No, I don't think it's particularly fair to have the students shoulder the entire responsibility for something that is largely outside their control without giving them some alternative way to complete the assignment. Moreover, it's unrealistic to assume they have any reasonable way of ensuring connectivity. Internet connections can go down, the power can go down, and hardware can fail. I understand you may be trying to avoid people taking advantage of you, but these things happen and should be accounted for. (Personally, I've experienced the first two during video calls with collaborators during the last couple of months.) Further, some students (perhaps rural or less well-off) will have less table connections than others. Do you want the assignments to test students' learning, or the reliability of their internet connections?

If such an assumption is not fair, then does it mean any student claiming a network-related problem can be accommodated unconditionally for extra time or another test?

I think you should make some accommodations, but unconditional ones seem unnecessary. Reductio ad absurdum: if a particular student doesn't have a way of accessing the internet at all, they shouldn't be registered for an online class. If the student has recurring connection problems they should take steps to address that. But accommodations allowing for missing or delaying some number of quizzes (the number could be specified in the syllabus and/or kept flexible) seem important. There's somewhat of a parallel in mandatory physical attendance policies, which usually allow for missing some lectures even in normal times.
____
Requirement 1 - Extract each line of the records below that contains the string "background".

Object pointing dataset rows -
____
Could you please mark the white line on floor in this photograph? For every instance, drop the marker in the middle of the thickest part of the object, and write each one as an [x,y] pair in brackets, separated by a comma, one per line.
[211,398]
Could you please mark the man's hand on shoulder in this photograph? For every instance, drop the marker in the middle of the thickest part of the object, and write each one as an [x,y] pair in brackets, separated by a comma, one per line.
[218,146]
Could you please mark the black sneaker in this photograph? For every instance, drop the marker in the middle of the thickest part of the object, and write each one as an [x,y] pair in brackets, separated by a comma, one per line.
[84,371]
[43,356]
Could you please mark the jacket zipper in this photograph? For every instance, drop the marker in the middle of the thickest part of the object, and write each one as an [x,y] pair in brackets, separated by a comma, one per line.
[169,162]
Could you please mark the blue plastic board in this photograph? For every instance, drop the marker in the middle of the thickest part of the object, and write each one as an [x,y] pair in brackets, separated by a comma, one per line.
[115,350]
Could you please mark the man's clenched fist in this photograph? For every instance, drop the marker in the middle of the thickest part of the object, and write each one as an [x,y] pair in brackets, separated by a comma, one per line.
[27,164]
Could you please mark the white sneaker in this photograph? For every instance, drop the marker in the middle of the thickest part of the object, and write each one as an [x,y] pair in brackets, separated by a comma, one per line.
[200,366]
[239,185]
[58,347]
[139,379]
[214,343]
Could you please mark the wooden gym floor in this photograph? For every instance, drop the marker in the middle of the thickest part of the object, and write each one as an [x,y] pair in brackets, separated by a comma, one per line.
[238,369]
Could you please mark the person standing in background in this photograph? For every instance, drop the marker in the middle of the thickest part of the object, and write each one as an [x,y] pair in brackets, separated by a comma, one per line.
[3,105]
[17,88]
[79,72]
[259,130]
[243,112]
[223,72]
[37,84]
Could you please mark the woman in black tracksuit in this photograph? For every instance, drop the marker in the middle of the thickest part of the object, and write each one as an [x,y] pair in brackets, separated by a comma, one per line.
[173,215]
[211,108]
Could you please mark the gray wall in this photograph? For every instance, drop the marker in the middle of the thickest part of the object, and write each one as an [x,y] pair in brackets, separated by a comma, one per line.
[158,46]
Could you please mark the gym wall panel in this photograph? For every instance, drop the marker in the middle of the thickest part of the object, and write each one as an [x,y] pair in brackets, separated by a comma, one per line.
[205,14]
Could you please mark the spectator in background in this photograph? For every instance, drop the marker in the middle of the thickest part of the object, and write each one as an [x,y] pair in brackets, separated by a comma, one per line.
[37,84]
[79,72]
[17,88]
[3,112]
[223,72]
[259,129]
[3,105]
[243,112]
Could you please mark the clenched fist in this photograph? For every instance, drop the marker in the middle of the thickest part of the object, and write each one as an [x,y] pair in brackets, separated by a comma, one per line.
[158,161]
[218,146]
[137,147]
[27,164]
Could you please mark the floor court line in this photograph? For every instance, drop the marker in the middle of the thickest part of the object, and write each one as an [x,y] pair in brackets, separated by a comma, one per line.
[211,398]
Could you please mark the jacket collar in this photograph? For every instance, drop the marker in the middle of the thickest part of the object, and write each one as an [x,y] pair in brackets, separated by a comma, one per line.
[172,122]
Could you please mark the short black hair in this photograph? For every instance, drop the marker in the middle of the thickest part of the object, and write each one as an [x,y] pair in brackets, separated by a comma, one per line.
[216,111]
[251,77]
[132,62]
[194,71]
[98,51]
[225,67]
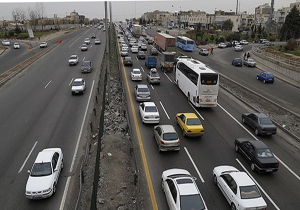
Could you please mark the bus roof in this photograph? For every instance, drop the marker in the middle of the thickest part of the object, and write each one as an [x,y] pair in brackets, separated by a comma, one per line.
[196,65]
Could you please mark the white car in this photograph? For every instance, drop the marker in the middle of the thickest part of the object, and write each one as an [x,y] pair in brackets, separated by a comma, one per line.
[238,48]
[44,174]
[244,42]
[238,188]
[134,49]
[78,86]
[43,44]
[87,41]
[6,43]
[181,190]
[73,60]
[222,45]
[136,74]
[149,112]
[16,45]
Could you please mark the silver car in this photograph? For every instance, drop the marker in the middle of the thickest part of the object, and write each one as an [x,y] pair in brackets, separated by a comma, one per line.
[166,138]
[142,92]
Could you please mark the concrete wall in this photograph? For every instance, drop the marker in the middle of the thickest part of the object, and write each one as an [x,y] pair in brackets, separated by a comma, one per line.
[283,66]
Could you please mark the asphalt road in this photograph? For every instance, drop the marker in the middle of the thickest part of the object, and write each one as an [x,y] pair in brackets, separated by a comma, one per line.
[38,111]
[222,125]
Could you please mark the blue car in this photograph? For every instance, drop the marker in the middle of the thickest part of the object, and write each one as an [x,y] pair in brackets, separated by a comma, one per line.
[237,62]
[265,77]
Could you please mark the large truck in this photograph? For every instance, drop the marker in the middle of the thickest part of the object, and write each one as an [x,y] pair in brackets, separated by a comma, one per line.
[137,30]
[165,42]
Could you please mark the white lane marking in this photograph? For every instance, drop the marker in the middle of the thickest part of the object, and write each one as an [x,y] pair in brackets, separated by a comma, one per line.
[168,77]
[27,157]
[48,84]
[254,137]
[259,186]
[164,110]
[187,152]
[71,81]
[196,111]
[76,150]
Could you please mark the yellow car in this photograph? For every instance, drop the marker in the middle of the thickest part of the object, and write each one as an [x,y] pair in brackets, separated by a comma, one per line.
[190,124]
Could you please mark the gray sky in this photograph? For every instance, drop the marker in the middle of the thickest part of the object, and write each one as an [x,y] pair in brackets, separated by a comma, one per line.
[131,9]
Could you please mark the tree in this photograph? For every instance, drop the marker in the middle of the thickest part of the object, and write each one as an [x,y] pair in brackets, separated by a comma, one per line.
[227,25]
[291,26]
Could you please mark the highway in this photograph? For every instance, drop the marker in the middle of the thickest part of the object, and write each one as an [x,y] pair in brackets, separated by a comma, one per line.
[222,125]
[38,111]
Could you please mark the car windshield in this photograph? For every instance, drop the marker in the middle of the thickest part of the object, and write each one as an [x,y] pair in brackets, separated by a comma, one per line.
[249,192]
[264,153]
[77,83]
[188,202]
[150,109]
[41,169]
[193,121]
[170,136]
[265,121]
[143,90]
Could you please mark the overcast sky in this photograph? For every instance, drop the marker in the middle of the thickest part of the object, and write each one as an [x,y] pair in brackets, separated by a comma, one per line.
____
Requirement 2 - According to the text on online assessments, what should happen to a student who has no way of accessing the internet at all?

Complete output 1 -
Could you please mark the person standing in background in this photograph? For every instance, drop the marker in the middle of the thickest part of the object, and write each one as an [x,y] pair in brackets, separated by a comma, one per line.
Could you please mark the spectator in background in this photograph? For every instance, drop the marker in the middle of the thickest part of the object, and write each one as an [x,y] pair in brackets, separated by a comma, one per line.

Complete output 2 - That student shouldn't be registered for an online class.